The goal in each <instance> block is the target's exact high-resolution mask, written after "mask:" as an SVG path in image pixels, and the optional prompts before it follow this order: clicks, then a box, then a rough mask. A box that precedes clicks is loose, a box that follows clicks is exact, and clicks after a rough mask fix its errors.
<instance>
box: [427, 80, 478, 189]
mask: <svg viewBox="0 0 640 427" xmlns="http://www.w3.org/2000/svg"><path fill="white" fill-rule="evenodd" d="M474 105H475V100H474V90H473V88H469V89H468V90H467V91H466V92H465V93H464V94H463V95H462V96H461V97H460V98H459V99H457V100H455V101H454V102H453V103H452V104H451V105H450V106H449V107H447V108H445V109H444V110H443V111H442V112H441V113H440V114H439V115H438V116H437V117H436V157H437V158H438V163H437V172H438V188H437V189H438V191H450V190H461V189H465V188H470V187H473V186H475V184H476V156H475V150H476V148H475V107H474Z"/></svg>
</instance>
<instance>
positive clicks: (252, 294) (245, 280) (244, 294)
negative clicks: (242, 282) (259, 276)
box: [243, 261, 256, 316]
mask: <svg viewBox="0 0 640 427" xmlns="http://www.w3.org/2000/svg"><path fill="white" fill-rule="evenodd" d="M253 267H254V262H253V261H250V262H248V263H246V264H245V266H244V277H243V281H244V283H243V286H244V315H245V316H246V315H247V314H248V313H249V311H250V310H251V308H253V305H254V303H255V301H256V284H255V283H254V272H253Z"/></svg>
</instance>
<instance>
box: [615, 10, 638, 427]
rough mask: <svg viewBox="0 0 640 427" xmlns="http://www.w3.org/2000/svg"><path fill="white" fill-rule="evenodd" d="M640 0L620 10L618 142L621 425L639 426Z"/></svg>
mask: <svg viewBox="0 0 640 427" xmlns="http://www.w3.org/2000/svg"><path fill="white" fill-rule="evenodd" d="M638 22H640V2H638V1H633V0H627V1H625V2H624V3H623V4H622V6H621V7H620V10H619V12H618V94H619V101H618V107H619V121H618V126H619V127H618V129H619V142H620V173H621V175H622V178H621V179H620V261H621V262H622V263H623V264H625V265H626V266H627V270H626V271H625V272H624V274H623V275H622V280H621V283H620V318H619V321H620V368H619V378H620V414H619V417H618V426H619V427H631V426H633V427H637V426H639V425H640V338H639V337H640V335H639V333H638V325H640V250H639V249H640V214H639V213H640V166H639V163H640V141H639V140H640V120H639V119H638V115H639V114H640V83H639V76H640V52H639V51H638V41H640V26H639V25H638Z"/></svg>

++++++++++

Mets dans un tableau Markdown les lignes des enregistrements, du début jusqu'à la ligne contenant « box: [427, 80, 478, 189] », cette dernière comprise. Utilise les colonnes « N° » et « Ligne » et omets les lignes vides.

Réponse à l'exercice.
| N° | Ligne |
|---|---|
| 1 | The goal in each <instance> block is the target's exact high-resolution mask, written after "mask:" as an SVG path in image pixels, and the optional prompts before it follow this order: clicks, then a box, then a rough mask. A box that precedes clicks is loose, a box that follows clicks is exact, and clicks after a rough mask fix its errors. |
| 2 | <instance> |
| 3 | box: [427, 80, 478, 189] |